# No NZ Citizenship required for Top Job



## anski (Aug 17, 2008)

The requirement for the head of the Treasury to be a New Zealand citizen has been axed, so a British man can apply for the job.

Security chiefs have reviewed the rule, after retiring Treasury Secretary John Whitehead's deputy couldn't immediately step in.

Gabriel Makhlouf came to New Zealand from Britain 15 months ago, he's since been made acting secretary and can now go for the top job.



No citizenship required - Yahoo! New Zealand News


----------



## Darla.R (Mar 27, 2011)

anski said:


> the requirement for the head of the treasury to be a new zealand citizen has been axed


rofl.


----------



## Song_Si (Jun 11, 2010)

Good for him - and I see today he is listed as one of the top 5 best public sector bosses in New Zealand


*Best and worst public sector bosses*

and a related item (full item at link):

*High number of public service CEO jobs vacant*

*An unprecedented number of chief executive positions in the public service are vacant this year, leaving scope for dynamic rising stars to make their mark, the report says.*

Ministries without a permanent chief executive are Customs, Social Development, Education, Justice, and the Government Communications Security Bureau. The Treasury has now made an acting appointment.

Data listing
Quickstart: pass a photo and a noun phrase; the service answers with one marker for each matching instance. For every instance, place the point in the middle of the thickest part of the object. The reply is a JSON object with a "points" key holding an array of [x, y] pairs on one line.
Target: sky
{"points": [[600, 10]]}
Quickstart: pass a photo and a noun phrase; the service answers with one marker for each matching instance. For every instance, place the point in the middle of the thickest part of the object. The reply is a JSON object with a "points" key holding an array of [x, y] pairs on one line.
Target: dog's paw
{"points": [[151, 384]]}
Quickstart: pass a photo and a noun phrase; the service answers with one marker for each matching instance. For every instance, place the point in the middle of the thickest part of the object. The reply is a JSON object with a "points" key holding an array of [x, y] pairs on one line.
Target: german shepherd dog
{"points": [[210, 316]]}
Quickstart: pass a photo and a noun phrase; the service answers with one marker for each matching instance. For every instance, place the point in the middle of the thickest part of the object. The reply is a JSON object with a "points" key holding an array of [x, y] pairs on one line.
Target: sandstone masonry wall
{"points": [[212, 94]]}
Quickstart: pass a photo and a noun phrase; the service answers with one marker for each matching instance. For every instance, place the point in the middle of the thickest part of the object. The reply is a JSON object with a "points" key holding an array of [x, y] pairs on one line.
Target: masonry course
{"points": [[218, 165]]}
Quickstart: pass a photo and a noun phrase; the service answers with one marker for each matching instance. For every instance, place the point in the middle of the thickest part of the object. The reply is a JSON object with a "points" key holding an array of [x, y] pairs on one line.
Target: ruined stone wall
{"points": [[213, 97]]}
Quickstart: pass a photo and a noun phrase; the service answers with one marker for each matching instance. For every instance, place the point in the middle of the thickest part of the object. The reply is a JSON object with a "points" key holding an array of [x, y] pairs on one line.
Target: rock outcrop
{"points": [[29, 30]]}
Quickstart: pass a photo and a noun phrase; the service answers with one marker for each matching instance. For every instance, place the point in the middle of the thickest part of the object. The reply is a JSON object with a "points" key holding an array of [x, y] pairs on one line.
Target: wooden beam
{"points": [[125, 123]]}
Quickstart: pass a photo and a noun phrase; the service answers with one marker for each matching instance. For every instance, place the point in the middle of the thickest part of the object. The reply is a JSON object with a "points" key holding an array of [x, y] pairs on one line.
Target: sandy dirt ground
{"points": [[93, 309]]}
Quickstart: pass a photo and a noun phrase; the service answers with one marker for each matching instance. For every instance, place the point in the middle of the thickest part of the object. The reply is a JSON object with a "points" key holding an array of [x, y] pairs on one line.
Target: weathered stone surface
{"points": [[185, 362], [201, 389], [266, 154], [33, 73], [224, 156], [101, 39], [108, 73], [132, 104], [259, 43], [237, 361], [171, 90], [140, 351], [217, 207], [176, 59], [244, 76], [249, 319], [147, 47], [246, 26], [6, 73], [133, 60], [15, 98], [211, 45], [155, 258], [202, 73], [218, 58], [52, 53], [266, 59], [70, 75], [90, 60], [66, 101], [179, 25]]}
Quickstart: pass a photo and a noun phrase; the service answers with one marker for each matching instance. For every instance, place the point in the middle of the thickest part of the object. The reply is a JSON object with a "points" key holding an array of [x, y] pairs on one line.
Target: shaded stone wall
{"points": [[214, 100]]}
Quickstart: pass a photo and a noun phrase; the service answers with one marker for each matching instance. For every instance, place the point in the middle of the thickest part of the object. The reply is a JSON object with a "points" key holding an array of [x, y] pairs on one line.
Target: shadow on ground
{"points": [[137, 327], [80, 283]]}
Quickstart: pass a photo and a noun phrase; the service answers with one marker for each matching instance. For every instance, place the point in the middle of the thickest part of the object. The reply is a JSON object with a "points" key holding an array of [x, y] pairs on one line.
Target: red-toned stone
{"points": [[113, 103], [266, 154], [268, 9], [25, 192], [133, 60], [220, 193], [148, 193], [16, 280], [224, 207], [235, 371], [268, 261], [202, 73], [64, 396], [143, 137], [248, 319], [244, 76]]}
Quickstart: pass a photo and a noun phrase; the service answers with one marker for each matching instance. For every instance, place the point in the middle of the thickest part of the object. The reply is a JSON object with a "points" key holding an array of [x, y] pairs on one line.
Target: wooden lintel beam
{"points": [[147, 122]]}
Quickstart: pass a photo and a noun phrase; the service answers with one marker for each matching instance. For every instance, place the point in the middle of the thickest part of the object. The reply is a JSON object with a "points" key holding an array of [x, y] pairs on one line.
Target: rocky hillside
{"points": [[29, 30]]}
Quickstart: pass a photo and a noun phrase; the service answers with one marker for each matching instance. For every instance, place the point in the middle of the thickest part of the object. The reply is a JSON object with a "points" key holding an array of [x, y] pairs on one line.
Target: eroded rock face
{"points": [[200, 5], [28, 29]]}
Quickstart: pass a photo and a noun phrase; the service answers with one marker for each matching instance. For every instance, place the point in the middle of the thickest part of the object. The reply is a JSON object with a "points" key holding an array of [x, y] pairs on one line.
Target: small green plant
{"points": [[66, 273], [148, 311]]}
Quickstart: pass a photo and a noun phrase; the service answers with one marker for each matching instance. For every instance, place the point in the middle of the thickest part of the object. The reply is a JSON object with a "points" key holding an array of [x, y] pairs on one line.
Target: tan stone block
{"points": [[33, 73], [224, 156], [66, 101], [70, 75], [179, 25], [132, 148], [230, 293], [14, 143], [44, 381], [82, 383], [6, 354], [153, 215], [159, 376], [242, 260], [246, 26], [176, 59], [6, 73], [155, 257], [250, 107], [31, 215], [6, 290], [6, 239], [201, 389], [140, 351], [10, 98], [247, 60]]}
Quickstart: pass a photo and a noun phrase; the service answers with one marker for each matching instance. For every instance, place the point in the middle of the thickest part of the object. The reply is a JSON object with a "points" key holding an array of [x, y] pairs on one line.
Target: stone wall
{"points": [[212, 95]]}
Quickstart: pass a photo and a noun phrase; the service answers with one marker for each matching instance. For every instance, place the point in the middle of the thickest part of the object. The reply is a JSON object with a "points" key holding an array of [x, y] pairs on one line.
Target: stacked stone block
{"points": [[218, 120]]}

__Instructions__:
• 1. In the forum thread on the Treasury citizenship rule, how long ago had Gabriel Makhlouf come to New Zealand from Britain?
• 2. Copy word for word the part of the forum thread on the Treasury citizenship rule that opens with the words containing "## anski (Aug" and closes with "for the job.".

__Written answers__:
• 1. 15 months ago.

• 2.
## anski (Aug 17, 2008)

The requirement for the head of the Treasury to be a New Zealand citizen has been axed, so a British man can apply for the job.